**Aim of the task**: Check each line of the material for the string "woman", and copy the lines that have it.

Start of Data to process

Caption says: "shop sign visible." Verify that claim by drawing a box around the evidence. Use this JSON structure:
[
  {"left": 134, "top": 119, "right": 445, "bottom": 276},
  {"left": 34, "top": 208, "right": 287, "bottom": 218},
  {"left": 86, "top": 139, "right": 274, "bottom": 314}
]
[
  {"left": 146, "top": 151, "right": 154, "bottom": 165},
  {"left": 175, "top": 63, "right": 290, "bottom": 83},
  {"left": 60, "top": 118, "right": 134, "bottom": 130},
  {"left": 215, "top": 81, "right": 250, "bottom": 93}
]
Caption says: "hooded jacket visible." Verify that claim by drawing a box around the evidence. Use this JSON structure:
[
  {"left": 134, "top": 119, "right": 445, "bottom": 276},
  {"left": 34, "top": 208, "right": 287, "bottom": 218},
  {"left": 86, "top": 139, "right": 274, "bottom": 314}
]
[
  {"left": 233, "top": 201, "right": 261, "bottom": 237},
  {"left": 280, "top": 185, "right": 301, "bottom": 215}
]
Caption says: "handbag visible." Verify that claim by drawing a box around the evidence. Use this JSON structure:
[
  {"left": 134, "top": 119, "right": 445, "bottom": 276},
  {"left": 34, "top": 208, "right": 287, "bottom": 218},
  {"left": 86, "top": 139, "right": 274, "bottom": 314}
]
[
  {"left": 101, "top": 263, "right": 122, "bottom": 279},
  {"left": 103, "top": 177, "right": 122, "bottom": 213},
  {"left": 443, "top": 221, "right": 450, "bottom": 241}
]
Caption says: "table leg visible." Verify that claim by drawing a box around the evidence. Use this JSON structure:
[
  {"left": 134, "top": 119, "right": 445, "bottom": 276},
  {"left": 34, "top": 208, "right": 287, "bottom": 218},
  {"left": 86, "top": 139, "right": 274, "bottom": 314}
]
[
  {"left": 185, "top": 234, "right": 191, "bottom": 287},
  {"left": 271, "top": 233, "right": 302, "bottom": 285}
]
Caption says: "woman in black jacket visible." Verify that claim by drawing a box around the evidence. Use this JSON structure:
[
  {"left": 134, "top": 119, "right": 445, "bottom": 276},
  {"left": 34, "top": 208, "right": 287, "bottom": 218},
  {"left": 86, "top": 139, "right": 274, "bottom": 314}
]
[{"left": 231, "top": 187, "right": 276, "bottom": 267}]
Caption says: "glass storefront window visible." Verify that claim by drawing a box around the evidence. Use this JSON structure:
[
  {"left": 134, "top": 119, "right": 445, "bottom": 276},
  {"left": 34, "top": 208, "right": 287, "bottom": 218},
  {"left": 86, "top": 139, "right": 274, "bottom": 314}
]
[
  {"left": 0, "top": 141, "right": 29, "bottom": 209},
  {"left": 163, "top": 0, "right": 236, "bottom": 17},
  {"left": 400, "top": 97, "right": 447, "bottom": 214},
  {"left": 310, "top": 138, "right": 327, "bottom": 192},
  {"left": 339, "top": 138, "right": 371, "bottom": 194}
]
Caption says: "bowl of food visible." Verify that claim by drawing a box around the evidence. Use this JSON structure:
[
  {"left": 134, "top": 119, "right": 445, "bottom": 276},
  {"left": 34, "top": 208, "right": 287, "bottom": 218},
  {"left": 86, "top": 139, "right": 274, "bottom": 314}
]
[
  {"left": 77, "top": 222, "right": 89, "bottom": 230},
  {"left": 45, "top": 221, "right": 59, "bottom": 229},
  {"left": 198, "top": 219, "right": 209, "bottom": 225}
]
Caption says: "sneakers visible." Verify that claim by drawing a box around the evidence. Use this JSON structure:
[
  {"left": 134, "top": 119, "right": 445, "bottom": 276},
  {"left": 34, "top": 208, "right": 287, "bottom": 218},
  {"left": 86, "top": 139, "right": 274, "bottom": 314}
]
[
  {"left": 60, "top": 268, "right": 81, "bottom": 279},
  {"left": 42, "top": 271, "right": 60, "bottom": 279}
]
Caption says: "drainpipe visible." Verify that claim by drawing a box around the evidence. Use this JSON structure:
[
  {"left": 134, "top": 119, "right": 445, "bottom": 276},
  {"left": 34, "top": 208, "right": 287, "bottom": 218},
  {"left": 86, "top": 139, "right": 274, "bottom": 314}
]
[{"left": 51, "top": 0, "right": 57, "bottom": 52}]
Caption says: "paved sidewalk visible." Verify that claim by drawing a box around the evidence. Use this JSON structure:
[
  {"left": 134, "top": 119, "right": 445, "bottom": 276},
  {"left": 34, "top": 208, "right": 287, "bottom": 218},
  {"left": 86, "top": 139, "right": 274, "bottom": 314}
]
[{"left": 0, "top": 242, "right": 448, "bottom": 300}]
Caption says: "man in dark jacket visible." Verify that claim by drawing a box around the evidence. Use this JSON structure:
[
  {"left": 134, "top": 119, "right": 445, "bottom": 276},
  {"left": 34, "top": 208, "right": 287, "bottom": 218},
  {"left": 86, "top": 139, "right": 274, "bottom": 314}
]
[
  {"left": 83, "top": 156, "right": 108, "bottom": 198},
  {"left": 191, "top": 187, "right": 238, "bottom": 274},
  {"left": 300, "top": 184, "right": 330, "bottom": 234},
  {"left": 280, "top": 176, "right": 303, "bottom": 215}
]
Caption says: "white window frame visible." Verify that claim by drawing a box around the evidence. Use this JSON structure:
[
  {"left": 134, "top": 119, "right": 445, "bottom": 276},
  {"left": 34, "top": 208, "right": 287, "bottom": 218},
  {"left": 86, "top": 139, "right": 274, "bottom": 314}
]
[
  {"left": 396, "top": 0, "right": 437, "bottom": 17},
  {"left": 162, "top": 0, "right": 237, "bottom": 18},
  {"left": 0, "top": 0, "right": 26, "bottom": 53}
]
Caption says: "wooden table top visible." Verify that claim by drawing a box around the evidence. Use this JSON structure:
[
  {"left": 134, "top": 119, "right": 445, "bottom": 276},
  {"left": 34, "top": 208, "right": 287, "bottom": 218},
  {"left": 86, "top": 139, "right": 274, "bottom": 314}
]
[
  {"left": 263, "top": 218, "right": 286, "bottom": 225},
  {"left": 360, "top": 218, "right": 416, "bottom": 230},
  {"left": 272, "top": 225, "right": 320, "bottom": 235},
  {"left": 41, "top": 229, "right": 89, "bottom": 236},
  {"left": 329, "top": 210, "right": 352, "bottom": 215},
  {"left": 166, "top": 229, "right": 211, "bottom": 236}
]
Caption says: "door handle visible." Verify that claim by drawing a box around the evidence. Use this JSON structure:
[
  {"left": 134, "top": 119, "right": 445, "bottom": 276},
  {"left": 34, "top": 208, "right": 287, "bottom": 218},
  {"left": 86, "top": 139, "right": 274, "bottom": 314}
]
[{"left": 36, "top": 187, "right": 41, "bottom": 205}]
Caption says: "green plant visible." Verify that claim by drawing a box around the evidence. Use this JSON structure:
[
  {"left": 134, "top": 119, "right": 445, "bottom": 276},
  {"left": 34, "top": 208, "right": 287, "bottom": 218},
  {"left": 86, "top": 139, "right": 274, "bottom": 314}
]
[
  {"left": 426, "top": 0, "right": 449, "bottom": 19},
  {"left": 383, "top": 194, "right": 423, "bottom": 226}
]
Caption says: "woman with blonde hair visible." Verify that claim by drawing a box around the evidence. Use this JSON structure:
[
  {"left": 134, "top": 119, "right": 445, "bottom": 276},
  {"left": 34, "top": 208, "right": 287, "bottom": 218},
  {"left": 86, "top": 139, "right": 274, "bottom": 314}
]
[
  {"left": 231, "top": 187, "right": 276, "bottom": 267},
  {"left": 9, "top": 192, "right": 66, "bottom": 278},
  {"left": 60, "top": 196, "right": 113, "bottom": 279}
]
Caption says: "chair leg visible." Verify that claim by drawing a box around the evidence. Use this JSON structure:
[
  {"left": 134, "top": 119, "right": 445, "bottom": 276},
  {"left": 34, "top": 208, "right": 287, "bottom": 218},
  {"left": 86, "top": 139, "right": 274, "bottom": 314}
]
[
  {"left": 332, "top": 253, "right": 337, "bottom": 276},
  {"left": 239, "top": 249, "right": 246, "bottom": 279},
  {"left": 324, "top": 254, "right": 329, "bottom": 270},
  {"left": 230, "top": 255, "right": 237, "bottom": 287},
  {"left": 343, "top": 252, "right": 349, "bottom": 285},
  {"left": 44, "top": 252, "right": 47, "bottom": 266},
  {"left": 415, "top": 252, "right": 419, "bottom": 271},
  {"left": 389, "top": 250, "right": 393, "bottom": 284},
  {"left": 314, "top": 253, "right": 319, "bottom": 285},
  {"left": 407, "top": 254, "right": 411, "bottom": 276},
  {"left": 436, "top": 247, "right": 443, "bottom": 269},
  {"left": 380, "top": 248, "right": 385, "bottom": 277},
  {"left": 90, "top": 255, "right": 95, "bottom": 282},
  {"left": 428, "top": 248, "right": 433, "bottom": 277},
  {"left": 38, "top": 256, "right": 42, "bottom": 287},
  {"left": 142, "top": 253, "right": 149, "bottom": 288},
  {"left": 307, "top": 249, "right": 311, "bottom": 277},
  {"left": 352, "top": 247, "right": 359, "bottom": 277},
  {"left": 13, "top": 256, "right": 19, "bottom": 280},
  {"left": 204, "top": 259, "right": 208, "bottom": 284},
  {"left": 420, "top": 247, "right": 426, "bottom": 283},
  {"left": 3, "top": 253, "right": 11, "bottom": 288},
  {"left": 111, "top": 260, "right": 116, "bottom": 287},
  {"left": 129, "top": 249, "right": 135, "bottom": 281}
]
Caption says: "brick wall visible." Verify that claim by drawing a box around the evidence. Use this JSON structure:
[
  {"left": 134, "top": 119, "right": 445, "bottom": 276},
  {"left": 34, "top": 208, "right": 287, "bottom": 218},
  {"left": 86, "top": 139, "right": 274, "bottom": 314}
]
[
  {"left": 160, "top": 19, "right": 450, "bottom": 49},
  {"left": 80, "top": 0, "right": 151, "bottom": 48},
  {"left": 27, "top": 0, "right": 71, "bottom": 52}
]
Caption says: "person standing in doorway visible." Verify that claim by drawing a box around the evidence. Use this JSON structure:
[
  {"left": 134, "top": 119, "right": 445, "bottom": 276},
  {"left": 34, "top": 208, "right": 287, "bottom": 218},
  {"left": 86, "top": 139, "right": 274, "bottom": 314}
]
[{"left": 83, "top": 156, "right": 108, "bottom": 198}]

End of Data to process

**Result for this exercise**:
Caption says: "woman in black jacket visible." Verify that claim by drawing a box around the evidence. Use this JSON structure:
Caption says: "woman with blonde hair visible." Verify that claim by drawing a box around the evidence. Use this JSON structure:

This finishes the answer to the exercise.